Spread the good word!
Our titas have made a scene in our travel community with their larger than life luggages, their very detailed itineraries, and their much needed coffee breaks. But hey, we can’t forget about our equally cool titos who make our trips a lot of fun. Are you one of them? Here are 14 signs you’ve officially become a tito traveller.
Also read: 18 Signs You’ve Become a Tita Traveller
Oh, do you miss the days when you and your friends could travel together anytime and anywhere. Now, you all have different priorities and it’s become difficult to schedule a trip where everyone’s available.
Piso fare is life! Having a lot of responsibilities, you can’t splurge that much on trips anymore. You’ve become more aware of how to plan your trips wisely: checking out the cheapest tour itineraries, making sure everything is in order so you avoid paying for late fees, and even knowing what to pack to avoid unnecessary expenses.
Also read: 10 Things You Never Knew You Needed for a Budget Trip
Back then, you were excited to party out and meet new friends from everywhere. Today, wild nights just don’t excite you anymore. You’d rather enjoy the company of a few of your friends as you drink reasonable amounts of alcohol at the hotel bar, as you talk with them about life and future plans. Not to mention, your choices of drinks now revolve exclusively around beverages way smoother than that deadly gin bilog. Next day hangover? No thanks.
Because you prioritise sleep over anything else, you can now wake up way before lunch time to have coffee and catch the morning news. It doesn’t matter where you are in the world — you must always take part in being a responsible citizen by updating yourself with current events. Besides, you need to watch out for gas price hikes so you can charge your carpool-mates for the right amount of gas money.
You’re the best tito for a reason: you just love spoiling those cute pamangkins of yours. You know that all it takes for your masungit niece to kiss you on the cheek is a cute gift in her favourite colour.
The ability to make corny jokes is the ultimate telltale sign that you’re officially a tito. For that, audience impact is the least on your mind. So what if no one laughs at your jokes? Your humour is on a whole other intellectual level that only other titos can comprehend.
§ §
Short task: In the article on tito travellers, why does a tito watch for gas price hikes?
§ §
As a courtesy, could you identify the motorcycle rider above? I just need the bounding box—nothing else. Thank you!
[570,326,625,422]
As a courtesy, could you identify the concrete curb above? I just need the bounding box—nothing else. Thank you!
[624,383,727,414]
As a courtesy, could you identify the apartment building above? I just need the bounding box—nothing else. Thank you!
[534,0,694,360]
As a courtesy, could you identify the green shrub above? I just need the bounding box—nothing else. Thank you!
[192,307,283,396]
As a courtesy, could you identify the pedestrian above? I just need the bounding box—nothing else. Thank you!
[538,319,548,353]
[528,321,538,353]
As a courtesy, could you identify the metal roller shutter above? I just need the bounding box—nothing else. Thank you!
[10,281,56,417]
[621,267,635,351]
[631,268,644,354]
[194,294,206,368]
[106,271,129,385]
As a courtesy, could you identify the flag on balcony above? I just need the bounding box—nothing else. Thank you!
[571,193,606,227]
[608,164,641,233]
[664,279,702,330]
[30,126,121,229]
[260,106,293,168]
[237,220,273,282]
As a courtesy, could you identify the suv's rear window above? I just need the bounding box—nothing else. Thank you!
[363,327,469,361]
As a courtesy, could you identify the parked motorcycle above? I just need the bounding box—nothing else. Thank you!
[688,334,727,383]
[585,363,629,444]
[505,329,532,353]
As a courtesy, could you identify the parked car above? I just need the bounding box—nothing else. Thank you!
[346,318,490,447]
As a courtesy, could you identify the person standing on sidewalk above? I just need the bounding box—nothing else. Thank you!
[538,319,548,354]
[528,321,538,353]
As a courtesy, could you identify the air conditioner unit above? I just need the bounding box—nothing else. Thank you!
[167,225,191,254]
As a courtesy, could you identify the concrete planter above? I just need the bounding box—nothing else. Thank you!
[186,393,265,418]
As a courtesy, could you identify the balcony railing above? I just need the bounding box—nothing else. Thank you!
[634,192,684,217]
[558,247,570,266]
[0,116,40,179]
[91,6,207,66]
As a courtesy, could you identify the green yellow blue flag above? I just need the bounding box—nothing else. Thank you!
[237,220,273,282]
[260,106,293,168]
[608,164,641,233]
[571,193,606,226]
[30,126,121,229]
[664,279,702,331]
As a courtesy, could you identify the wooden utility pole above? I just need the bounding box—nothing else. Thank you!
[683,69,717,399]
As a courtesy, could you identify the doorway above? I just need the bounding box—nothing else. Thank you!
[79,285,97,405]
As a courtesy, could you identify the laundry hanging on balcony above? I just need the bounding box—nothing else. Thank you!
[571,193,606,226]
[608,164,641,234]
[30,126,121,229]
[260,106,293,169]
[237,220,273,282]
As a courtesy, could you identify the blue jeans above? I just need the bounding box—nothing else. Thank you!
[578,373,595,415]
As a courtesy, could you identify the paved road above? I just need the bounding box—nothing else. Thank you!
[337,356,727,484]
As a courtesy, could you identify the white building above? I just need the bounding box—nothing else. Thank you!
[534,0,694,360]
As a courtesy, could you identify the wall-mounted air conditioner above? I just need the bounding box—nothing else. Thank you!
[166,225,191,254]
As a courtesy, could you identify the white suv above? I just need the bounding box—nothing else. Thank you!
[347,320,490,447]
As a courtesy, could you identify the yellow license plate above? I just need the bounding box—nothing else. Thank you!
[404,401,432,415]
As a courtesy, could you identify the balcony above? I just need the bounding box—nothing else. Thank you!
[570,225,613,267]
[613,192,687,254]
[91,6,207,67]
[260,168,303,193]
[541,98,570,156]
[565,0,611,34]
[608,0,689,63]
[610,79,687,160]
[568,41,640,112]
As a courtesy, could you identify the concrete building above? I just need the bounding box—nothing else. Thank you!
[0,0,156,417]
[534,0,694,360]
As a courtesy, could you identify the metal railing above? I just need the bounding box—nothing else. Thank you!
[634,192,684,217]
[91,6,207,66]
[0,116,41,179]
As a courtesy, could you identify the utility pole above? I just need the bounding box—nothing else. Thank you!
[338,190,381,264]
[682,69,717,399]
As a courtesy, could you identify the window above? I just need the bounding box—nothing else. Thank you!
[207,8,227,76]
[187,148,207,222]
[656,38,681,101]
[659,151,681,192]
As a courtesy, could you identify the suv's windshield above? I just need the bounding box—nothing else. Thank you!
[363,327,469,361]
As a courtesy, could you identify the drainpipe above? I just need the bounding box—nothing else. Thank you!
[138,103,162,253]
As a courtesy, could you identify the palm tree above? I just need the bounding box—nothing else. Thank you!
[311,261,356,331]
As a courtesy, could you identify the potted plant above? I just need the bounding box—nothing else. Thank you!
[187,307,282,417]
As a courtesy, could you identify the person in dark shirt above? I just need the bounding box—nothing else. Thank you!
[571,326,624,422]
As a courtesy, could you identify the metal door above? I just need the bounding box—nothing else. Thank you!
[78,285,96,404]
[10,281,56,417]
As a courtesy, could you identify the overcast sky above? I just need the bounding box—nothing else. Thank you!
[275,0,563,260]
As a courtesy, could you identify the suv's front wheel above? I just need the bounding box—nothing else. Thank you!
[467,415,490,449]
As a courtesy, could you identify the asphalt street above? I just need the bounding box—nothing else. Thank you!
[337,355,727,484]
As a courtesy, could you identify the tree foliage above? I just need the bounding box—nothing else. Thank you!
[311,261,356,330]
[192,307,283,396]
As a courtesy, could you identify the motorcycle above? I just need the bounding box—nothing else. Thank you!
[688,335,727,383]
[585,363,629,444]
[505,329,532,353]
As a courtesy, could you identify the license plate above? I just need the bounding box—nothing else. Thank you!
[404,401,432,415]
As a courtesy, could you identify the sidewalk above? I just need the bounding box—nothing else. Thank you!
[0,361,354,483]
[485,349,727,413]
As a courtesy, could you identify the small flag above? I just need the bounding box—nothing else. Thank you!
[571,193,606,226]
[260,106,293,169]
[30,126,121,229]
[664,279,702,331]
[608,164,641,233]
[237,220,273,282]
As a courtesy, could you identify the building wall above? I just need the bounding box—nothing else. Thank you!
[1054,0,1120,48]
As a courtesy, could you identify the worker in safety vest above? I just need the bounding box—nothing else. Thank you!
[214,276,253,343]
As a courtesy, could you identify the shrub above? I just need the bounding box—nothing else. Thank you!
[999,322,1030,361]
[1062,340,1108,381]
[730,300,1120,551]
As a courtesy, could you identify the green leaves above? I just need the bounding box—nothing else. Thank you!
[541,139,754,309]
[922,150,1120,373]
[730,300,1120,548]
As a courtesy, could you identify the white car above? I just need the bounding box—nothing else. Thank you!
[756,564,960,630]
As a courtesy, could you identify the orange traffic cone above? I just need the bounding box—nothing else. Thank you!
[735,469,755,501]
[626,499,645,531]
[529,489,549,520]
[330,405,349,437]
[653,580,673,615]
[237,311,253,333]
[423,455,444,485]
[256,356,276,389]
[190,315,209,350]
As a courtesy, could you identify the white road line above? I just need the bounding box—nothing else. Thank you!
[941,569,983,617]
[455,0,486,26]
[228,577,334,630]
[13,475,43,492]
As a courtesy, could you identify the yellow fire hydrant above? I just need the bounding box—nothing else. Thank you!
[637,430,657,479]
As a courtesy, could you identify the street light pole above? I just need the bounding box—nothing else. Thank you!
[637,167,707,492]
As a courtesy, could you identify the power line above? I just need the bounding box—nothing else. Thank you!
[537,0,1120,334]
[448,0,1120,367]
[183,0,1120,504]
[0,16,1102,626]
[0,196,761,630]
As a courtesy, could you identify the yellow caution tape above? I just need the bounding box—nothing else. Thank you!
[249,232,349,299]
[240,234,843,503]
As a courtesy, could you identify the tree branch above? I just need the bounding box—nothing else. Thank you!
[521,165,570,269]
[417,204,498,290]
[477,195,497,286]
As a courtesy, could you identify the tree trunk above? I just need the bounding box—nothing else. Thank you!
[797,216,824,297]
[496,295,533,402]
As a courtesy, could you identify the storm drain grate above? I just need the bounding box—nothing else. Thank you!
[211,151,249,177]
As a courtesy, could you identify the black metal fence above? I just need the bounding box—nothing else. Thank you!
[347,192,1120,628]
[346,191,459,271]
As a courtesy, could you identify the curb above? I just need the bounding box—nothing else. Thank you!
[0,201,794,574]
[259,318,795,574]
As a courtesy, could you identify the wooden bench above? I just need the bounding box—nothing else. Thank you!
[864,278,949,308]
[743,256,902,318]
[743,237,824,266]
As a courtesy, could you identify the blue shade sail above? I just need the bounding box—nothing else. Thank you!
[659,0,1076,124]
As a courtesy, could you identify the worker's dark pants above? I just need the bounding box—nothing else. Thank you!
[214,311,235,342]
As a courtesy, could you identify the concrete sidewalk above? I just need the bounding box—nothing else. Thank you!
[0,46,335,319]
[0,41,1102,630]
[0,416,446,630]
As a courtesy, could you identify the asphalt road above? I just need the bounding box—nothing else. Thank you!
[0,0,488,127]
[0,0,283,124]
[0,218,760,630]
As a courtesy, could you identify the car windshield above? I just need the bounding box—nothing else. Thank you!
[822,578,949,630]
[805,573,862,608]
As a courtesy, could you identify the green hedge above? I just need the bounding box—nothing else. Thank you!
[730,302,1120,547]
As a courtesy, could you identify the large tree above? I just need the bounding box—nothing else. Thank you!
§ §
Task response: So that he can charge his carpool-mates the right amount of gas money.